Referring expression data:
┌──

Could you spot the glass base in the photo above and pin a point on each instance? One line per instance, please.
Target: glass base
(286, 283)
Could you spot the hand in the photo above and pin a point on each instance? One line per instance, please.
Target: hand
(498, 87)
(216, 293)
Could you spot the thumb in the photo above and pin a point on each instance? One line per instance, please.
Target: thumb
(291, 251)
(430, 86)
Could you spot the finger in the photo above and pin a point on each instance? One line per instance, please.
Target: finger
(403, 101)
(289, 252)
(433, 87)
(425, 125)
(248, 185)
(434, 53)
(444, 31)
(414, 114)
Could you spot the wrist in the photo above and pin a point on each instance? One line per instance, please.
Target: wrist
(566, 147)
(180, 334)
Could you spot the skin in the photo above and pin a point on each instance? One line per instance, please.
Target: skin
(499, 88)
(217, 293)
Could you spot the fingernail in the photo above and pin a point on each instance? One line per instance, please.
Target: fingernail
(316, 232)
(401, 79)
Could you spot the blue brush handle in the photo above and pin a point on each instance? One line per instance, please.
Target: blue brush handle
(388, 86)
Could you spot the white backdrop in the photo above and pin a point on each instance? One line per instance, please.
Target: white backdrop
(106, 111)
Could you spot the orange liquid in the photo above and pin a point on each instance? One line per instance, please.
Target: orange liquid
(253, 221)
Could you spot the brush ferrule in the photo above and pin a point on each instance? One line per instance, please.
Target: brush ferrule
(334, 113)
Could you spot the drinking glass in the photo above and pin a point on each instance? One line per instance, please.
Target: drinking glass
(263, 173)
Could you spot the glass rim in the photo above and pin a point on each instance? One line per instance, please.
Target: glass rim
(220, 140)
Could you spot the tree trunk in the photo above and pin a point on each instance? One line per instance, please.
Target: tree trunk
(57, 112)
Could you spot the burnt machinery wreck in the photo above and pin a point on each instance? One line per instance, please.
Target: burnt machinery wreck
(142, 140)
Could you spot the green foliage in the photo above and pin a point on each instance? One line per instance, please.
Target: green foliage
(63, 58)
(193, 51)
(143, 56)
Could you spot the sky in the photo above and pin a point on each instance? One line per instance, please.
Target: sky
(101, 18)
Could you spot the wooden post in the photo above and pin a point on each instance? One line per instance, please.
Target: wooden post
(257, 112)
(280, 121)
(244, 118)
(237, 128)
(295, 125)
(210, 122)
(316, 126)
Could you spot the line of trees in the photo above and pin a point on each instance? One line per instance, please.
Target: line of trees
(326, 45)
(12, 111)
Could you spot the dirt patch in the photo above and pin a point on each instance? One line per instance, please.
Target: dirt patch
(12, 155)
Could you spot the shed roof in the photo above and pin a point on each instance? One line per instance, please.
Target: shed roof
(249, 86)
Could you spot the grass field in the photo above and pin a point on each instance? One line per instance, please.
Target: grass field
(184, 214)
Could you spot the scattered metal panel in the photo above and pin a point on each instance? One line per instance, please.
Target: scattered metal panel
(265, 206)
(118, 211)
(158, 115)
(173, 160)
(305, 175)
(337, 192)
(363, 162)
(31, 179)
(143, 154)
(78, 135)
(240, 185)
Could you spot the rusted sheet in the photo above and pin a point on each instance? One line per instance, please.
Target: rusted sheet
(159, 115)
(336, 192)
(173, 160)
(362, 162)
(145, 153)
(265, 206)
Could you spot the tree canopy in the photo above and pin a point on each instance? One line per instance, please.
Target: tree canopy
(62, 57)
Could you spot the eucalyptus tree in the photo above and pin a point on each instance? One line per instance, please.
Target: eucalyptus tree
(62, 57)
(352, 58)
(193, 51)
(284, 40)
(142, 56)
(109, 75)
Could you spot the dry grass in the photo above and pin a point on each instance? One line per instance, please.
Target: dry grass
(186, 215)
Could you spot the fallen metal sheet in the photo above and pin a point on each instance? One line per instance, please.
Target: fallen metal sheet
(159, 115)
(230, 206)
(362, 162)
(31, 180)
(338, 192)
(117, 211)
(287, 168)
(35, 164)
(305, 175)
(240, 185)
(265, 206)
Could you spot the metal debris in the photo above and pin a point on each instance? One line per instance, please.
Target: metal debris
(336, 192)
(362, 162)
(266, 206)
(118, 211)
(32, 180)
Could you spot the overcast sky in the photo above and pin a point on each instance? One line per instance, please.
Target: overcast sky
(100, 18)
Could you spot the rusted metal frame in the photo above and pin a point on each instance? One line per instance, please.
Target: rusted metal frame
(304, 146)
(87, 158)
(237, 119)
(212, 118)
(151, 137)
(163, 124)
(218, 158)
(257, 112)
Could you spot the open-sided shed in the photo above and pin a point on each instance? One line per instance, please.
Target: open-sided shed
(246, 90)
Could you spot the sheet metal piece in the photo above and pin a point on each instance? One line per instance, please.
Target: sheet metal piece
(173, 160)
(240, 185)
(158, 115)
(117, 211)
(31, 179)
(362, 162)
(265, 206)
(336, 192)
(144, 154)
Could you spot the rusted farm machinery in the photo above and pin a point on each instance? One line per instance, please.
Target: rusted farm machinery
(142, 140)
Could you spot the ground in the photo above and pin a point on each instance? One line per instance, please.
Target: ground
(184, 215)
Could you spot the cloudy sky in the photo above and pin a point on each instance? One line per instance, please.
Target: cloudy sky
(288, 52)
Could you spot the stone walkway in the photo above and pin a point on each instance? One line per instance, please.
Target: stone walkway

└──

» WORK ORDER
Find the lines above that contain the word "walkway" and copy each one.

» FINAL ANSWER
Could you spot the stone walkway in the photo above and pin a point on each instance? One line per instance, please.
Target: stone walkway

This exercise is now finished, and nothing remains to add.